### Exercise instructions
Rewrite the research guide below, starting with "This field guide" and going on through "the same question.", and swap "research repository" for "knowledge base" wherever it appears.

### Page text

====

MCP for Research: A Field Guide for Product Builders
Read this blog post for a practical guide on how to use the Rally MCP for every stage of product building.
Every time you jumped on a call with a churned customer to understand why they left - that was research. Every time you dropped a Figma prototype into Slack to get reactions before a sprint review - that was research. Every time you read through support tickets to figure out what was actually happening versus what you assumed - that was research.
You've been building with users in mind this whole time. The instinct is already there. What this guide gives you is the system to match it - so the insights you work hard to gather actually stick, compound, and change how your team builds.
This field guide walks you through how to run research well, from forming a question to sharing findings, as a product builder working inside a real organization with real constraints. The practices here are designed to work with your org's research infrastructure, not around it - because when those two things align, everyone's research gets better.
Before you start: always run this check first
Before setting up any new study, search what your organization already knows. Check your research repository for prior findings on your topic. Check whether someone is currently running a study that touches the same question.

====

### Data listing
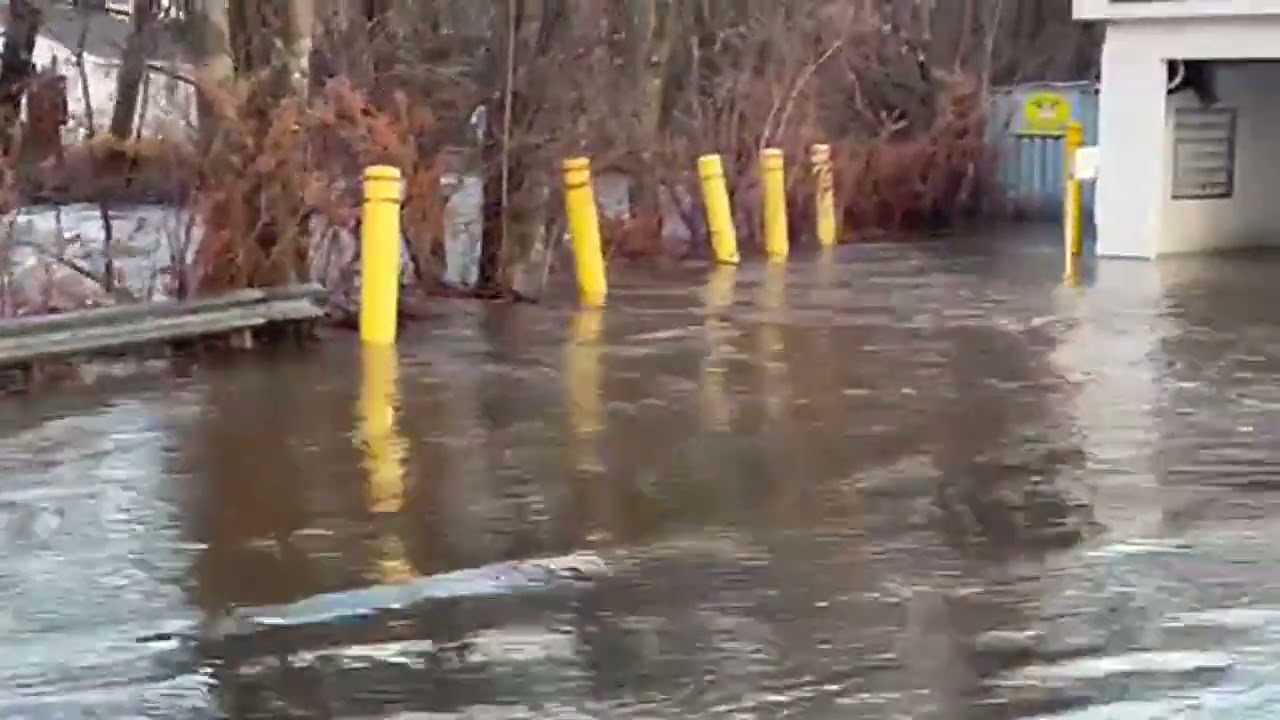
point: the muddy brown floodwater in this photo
(899, 482)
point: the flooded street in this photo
(900, 482)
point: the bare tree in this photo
(26, 18)
(133, 68)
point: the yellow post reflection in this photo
(583, 374)
(384, 450)
(772, 349)
(721, 287)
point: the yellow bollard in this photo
(720, 214)
(721, 287)
(773, 176)
(824, 190)
(584, 226)
(583, 373)
(1073, 194)
(379, 255)
(384, 450)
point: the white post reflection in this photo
(385, 450)
(1111, 355)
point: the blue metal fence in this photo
(1024, 128)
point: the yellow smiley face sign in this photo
(1046, 114)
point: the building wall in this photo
(1252, 215)
(1155, 9)
(1134, 213)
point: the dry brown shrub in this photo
(270, 174)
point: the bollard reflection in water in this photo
(583, 378)
(771, 347)
(721, 287)
(384, 450)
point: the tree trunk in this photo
(17, 65)
(133, 68)
(298, 39)
(215, 59)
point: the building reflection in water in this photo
(384, 452)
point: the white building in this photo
(1197, 167)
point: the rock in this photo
(42, 285)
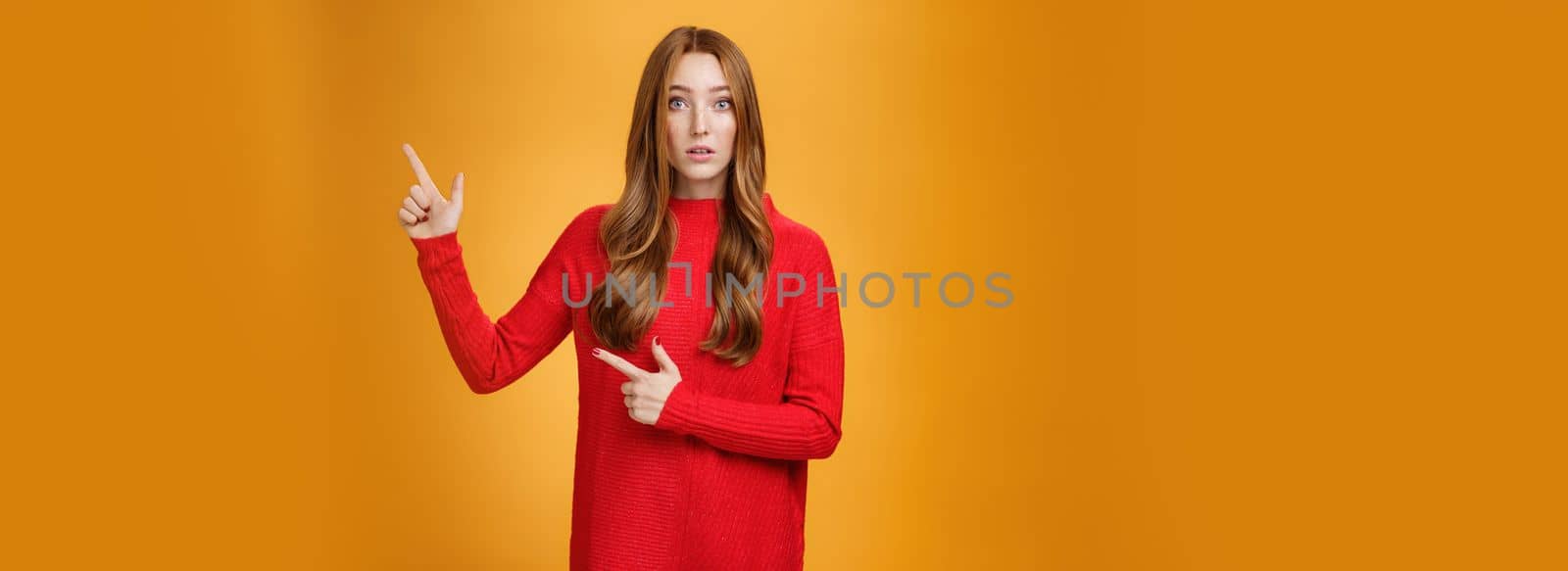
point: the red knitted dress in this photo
(720, 480)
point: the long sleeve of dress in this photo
(807, 425)
(493, 355)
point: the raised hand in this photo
(425, 214)
(647, 391)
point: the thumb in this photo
(665, 362)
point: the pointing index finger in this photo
(419, 171)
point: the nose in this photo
(698, 124)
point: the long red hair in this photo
(639, 232)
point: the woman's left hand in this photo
(645, 393)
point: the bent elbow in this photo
(822, 448)
(485, 385)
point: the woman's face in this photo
(702, 127)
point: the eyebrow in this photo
(689, 90)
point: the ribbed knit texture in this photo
(720, 480)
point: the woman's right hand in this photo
(425, 214)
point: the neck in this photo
(689, 188)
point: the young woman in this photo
(700, 401)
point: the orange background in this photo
(1288, 279)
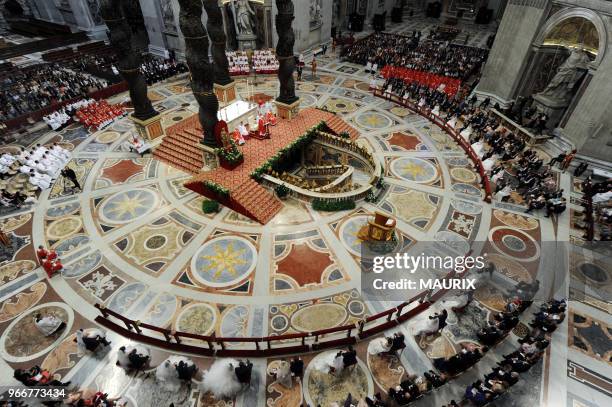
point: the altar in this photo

====

### Finished answer
This field guide walks you through how to run research well, from forming a question to sharing findings, as a product builder working inside a real organization with real constraints. The practices here are designed to work with your org's research infrastructure, not around it - because when those two things align, everyone's research gets better.
Before you start: always run this check first
Before setting up any new study, search what your organization already knows. Check your knowledge base for prior findings on your topic. Check whether someone is currently running a study that touches the same question.